PROBLEM REQUIREMENTS:
Images are not part of the copy; write out the rest of the data exactly as given.

# INFORMATION SUPPLIED start

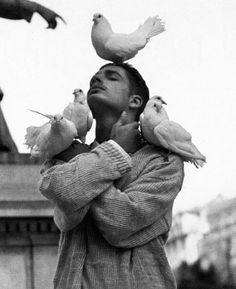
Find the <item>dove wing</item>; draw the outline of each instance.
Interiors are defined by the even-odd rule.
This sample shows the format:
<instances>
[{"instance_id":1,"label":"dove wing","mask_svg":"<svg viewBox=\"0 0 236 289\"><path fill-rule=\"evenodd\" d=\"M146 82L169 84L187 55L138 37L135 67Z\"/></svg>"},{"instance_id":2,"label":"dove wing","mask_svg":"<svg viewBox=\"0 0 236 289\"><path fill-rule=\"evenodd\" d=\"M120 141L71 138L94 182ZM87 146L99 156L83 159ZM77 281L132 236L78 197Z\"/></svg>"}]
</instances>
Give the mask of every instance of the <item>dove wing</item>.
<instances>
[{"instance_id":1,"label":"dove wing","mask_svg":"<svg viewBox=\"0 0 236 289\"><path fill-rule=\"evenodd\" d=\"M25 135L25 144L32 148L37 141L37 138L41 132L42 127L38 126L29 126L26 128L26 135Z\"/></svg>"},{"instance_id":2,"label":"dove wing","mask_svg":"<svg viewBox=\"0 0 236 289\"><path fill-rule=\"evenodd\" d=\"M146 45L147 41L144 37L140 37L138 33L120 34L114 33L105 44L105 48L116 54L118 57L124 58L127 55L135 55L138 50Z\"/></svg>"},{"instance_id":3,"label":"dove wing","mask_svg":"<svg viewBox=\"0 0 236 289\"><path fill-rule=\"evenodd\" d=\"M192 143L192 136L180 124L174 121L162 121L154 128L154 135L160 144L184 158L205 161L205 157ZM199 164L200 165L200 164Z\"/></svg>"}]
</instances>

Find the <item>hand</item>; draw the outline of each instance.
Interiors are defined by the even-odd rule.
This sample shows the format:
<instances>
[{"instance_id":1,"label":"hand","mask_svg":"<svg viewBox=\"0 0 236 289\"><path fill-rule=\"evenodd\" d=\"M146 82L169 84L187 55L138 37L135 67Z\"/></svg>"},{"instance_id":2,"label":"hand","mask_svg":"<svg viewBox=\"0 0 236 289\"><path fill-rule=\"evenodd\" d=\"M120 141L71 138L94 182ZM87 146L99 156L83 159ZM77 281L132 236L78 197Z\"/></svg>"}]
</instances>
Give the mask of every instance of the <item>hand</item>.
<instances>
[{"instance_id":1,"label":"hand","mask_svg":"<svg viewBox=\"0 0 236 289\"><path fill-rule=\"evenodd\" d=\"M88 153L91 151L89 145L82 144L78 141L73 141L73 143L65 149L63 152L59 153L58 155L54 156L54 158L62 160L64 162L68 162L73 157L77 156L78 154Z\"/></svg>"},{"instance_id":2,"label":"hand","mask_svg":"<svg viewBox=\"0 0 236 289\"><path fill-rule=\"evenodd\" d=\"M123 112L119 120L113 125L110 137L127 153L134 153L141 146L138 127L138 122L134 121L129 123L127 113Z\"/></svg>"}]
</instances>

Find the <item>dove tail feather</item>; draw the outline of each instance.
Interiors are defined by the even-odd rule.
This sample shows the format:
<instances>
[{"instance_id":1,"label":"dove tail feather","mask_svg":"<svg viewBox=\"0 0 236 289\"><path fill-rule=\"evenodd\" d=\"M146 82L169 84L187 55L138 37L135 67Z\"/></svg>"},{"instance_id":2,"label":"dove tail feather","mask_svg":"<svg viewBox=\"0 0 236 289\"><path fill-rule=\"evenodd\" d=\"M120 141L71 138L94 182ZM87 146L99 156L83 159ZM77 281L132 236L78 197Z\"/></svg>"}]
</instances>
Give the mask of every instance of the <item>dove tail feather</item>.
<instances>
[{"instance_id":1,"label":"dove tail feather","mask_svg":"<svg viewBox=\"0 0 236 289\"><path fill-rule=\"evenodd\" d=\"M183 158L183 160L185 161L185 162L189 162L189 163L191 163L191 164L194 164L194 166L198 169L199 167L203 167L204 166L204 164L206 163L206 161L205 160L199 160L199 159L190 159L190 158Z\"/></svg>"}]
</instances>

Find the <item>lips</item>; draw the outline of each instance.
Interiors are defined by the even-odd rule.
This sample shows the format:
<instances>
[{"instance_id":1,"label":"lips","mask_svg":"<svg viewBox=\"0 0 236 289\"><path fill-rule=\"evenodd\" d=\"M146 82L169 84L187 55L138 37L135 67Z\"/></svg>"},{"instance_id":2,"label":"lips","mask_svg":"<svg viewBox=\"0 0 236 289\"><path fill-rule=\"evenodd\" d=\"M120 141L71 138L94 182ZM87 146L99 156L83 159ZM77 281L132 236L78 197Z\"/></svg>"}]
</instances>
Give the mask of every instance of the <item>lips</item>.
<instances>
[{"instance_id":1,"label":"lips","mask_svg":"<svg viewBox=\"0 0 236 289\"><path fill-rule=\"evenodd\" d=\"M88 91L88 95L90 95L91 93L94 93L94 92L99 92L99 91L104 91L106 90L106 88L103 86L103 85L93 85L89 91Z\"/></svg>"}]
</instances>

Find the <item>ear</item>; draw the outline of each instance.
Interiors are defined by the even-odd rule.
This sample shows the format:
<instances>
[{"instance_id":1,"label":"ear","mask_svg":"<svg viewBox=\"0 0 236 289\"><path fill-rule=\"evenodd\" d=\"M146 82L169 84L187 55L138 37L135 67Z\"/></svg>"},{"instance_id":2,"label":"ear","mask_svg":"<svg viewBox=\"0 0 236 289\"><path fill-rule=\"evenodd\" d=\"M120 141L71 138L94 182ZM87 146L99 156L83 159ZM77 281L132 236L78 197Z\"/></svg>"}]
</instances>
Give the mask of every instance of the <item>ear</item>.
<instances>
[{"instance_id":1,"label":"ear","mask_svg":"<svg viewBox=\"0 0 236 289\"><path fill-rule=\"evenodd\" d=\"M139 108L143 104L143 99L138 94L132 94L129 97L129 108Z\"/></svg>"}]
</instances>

# INFORMATION SUPPLIED end

EXERCISE OUTPUT:
Find the <item>dove wing</item>; draw the outline of each instance.
Interiors are defined by the even-odd rule.
This sample shows the format:
<instances>
[{"instance_id":1,"label":"dove wing","mask_svg":"<svg viewBox=\"0 0 236 289\"><path fill-rule=\"evenodd\" d=\"M146 82L169 84L187 55L138 37L135 67Z\"/></svg>"},{"instance_id":2,"label":"dove wing","mask_svg":"<svg viewBox=\"0 0 236 289\"><path fill-rule=\"evenodd\" d=\"M120 141L71 138L94 182ZM87 146L99 156L83 159ZM77 281L132 236L78 197Z\"/></svg>"}]
</instances>
Give the mask of every instance of the <item>dove wing</item>.
<instances>
[{"instance_id":1,"label":"dove wing","mask_svg":"<svg viewBox=\"0 0 236 289\"><path fill-rule=\"evenodd\" d=\"M25 135L25 144L32 148L37 141L37 138L41 132L42 127L38 126L29 126L26 128L26 135Z\"/></svg>"},{"instance_id":2,"label":"dove wing","mask_svg":"<svg viewBox=\"0 0 236 289\"><path fill-rule=\"evenodd\" d=\"M146 45L147 41L144 37L140 37L138 33L120 34L114 33L105 44L105 48L116 54L118 57L124 58L127 55L135 55L138 50Z\"/></svg>"},{"instance_id":3,"label":"dove wing","mask_svg":"<svg viewBox=\"0 0 236 289\"><path fill-rule=\"evenodd\" d=\"M192 143L192 136L180 124L174 121L162 121L154 128L154 135L160 144L184 158L205 161L205 157ZM199 164L200 165L200 164Z\"/></svg>"}]
</instances>

Find the <item>hand</item>; draw the outline of each instance.
Interiors are defined by the even-odd rule.
This sample shows the format:
<instances>
[{"instance_id":1,"label":"hand","mask_svg":"<svg viewBox=\"0 0 236 289\"><path fill-rule=\"evenodd\" d=\"M146 82L169 84L187 55L138 37L135 67Z\"/></svg>"},{"instance_id":2,"label":"hand","mask_svg":"<svg viewBox=\"0 0 236 289\"><path fill-rule=\"evenodd\" d=\"M120 141L71 138L94 182ZM87 146L99 156L83 159ZM77 281L132 236L78 197Z\"/></svg>"}]
</instances>
Give the mask of every instance of the <item>hand</item>.
<instances>
[{"instance_id":1,"label":"hand","mask_svg":"<svg viewBox=\"0 0 236 289\"><path fill-rule=\"evenodd\" d=\"M88 153L91 151L89 145L82 144L78 141L73 141L73 143L65 149L63 152L59 153L58 155L54 156L54 158L62 160L64 162L68 162L73 157L77 156L78 154Z\"/></svg>"},{"instance_id":2,"label":"hand","mask_svg":"<svg viewBox=\"0 0 236 289\"><path fill-rule=\"evenodd\" d=\"M123 112L119 120L113 125L110 137L127 153L134 153L141 146L138 127L138 122L134 121L129 123L127 113Z\"/></svg>"}]
</instances>

Find the <item>dove tail feather</item>; draw the outline of each instance.
Interiors are defined by the even-odd rule.
This sample shows the format:
<instances>
[{"instance_id":1,"label":"dove tail feather","mask_svg":"<svg viewBox=\"0 0 236 289\"><path fill-rule=\"evenodd\" d=\"M146 82L169 84L187 55L138 37L135 67Z\"/></svg>"},{"instance_id":2,"label":"dove tail feather","mask_svg":"<svg viewBox=\"0 0 236 289\"><path fill-rule=\"evenodd\" d=\"M120 141L71 138L94 182ZM87 146L99 156L83 159ZM77 281L132 236L78 197Z\"/></svg>"}]
</instances>
Give the mask of every instance of the <item>dove tail feather</item>.
<instances>
[{"instance_id":1,"label":"dove tail feather","mask_svg":"<svg viewBox=\"0 0 236 289\"><path fill-rule=\"evenodd\" d=\"M183 158L183 160L185 161L185 162L189 162L189 163L191 163L191 164L194 164L194 166L198 169L199 167L203 167L204 166L204 164L206 163L206 161L205 160L199 160L199 159L190 159L190 158Z\"/></svg>"}]
</instances>

Find the <item>lips</item>; draw the outline of each instance.
Interiors are defined by the even-odd rule.
This sample shows the format:
<instances>
[{"instance_id":1,"label":"lips","mask_svg":"<svg viewBox=\"0 0 236 289\"><path fill-rule=\"evenodd\" d=\"M146 82L169 84L187 55L138 37L135 67Z\"/></svg>"},{"instance_id":2,"label":"lips","mask_svg":"<svg viewBox=\"0 0 236 289\"><path fill-rule=\"evenodd\" d=\"M120 141L71 138L94 182ZM87 146L99 156L83 159ZM77 281L132 236L78 197Z\"/></svg>"}]
</instances>
Give the mask of every instance of the <item>lips</item>.
<instances>
[{"instance_id":1,"label":"lips","mask_svg":"<svg viewBox=\"0 0 236 289\"><path fill-rule=\"evenodd\" d=\"M88 91L88 95L90 95L91 93L94 93L94 92L99 92L99 91L104 91L106 90L106 88L103 86L103 85L93 85L89 91Z\"/></svg>"}]
</instances>

Find the <item>ear</item>; draw the outline of each instance.
Interiors are defined by the even-odd rule.
This sample shows the format:
<instances>
[{"instance_id":1,"label":"ear","mask_svg":"<svg viewBox=\"0 0 236 289\"><path fill-rule=\"evenodd\" d=\"M146 82L169 84L187 55L138 37L135 67Z\"/></svg>"},{"instance_id":2,"label":"ear","mask_svg":"<svg viewBox=\"0 0 236 289\"><path fill-rule=\"evenodd\" d=\"M120 141L71 138L94 182ZM87 146L99 156L83 159ZM77 281L132 236L78 197Z\"/></svg>"}]
</instances>
Give the mask of every instance of the <item>ear</item>.
<instances>
[{"instance_id":1,"label":"ear","mask_svg":"<svg viewBox=\"0 0 236 289\"><path fill-rule=\"evenodd\" d=\"M139 108L143 104L143 99L138 94L132 94L129 97L129 108Z\"/></svg>"}]
</instances>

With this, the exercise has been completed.